-- BEGIN --

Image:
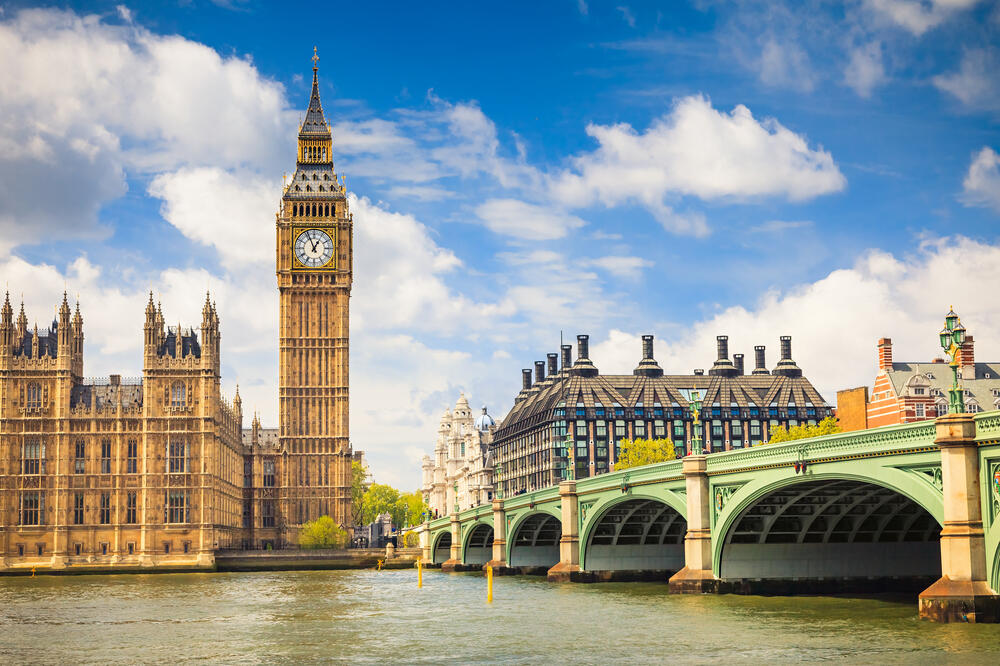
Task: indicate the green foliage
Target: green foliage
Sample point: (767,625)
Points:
(638,452)
(415,508)
(378,499)
(827,426)
(358,474)
(322,533)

-- END --

Direction: Reproduce the whole listing with every instance of "green foliage" swapped for "leafy vegetation" and nothing else changed. Leave out the pictures.

Result:
Image:
Task: indicate the leafy vegetation
Target: leafy vegetation
Sample point: (767,625)
Points:
(638,452)
(415,508)
(378,499)
(827,426)
(358,474)
(322,533)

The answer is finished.